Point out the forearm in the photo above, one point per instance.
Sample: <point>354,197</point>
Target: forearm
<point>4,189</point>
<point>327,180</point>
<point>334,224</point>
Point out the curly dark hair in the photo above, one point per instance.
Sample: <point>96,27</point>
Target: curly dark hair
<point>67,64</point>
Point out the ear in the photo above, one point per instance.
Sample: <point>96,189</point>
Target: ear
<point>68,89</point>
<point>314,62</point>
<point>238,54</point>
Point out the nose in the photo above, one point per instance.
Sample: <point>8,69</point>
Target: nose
▬▬▬
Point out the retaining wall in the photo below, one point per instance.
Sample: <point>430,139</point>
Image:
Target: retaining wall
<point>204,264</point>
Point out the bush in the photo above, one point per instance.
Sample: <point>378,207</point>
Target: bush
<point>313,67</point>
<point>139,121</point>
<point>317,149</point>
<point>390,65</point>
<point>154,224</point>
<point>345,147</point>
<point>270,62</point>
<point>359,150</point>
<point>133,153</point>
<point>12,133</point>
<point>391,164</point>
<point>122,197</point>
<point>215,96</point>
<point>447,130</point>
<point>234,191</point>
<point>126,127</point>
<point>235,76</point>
▬▬▬
### ASSIGNMENT
For this exercise, please output exactly the lines above starting at the line with "Target: curly dark hair" and ending at the line with "Target: nose", ends included.

### OUTPUT
Target: curly dark hair
<point>67,64</point>
Point out the ear in the photo above, one point per instance.
Sample: <point>96,189</point>
Target: ear
<point>68,89</point>
<point>314,62</point>
<point>238,54</point>
Point out the nose in the photo above, one point per instance.
Sample: <point>8,69</point>
Target: nose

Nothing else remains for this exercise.